_WHAT YOU WILL DO_.
Format each line of the stored items below as one string in a JSON list, and leave out any blank lines.

Stored items:

- - -

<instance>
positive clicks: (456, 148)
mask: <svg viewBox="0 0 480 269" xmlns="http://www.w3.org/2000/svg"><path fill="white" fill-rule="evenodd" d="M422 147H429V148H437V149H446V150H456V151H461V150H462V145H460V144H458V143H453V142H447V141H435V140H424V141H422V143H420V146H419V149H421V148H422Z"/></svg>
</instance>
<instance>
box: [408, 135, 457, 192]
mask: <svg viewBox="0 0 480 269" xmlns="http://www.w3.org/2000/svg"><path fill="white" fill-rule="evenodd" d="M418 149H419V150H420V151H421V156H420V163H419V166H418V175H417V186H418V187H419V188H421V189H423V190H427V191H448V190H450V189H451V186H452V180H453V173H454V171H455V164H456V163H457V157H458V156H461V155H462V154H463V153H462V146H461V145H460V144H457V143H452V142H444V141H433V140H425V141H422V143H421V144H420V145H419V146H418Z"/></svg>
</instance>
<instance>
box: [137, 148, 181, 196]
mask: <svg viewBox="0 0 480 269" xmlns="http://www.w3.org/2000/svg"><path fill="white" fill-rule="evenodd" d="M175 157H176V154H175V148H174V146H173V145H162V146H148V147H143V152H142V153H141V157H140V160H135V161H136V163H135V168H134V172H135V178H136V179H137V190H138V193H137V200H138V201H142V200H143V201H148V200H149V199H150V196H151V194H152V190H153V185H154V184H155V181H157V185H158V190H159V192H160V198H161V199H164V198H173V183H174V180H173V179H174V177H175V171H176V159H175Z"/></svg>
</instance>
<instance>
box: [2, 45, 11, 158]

- - -

_OUTPUT OF THE EXERCISE_.
[
  "<instance>",
  "positive clicks: (456, 148)",
  "mask: <svg viewBox=\"0 0 480 269\" xmlns=\"http://www.w3.org/2000/svg\"><path fill=\"white\" fill-rule=\"evenodd\" d=\"M422 147H429V148H437V149H446V150H456V151H461V150H462V145H460V144H458V143H453V142H447V141H435V140H424V141H422V143H420V146H419V149H421V148H422Z\"/></svg>",
  "</instance>",
  "<instance>",
  "box: [408, 135, 457, 192]",
  "mask: <svg viewBox=\"0 0 480 269\" xmlns=\"http://www.w3.org/2000/svg\"><path fill=\"white\" fill-rule=\"evenodd\" d=\"M418 149H419V150H420V151H421V156H420V163H419V166H418V175H417V186H418V187H419V188H421V189H423V190H427V191H448V190H450V189H451V186H452V180H453V173H454V171H455V164H456V163H457V157H458V156H461V155H462V154H463V153H462V146H461V145H460V144H457V143H452V142H444V141H433V140H425V141H422V143H421V144H420V145H419V146H418Z\"/></svg>",
  "</instance>",
  "<instance>",
  "box: [137, 148, 181, 196]",
  "mask: <svg viewBox=\"0 0 480 269\" xmlns=\"http://www.w3.org/2000/svg\"><path fill=\"white\" fill-rule=\"evenodd\" d=\"M175 157H176V154H175V148H174V146H173V145H162V146H148V147H143V152H142V153H141V157H140V160H135V161H136V163H135V168H134V172H135V178H136V179H137V190H138V193H137V200H138V201H142V200H143V201H148V200H149V199H150V196H151V194H152V190H153V185H154V184H155V181H157V185H158V190H159V192H160V198H161V199H164V198H173V183H174V180H173V179H174V177H175V171H176V159H175Z\"/></svg>",
  "</instance>",
  "<instance>",
  "box: [2, 45, 11, 158]"
]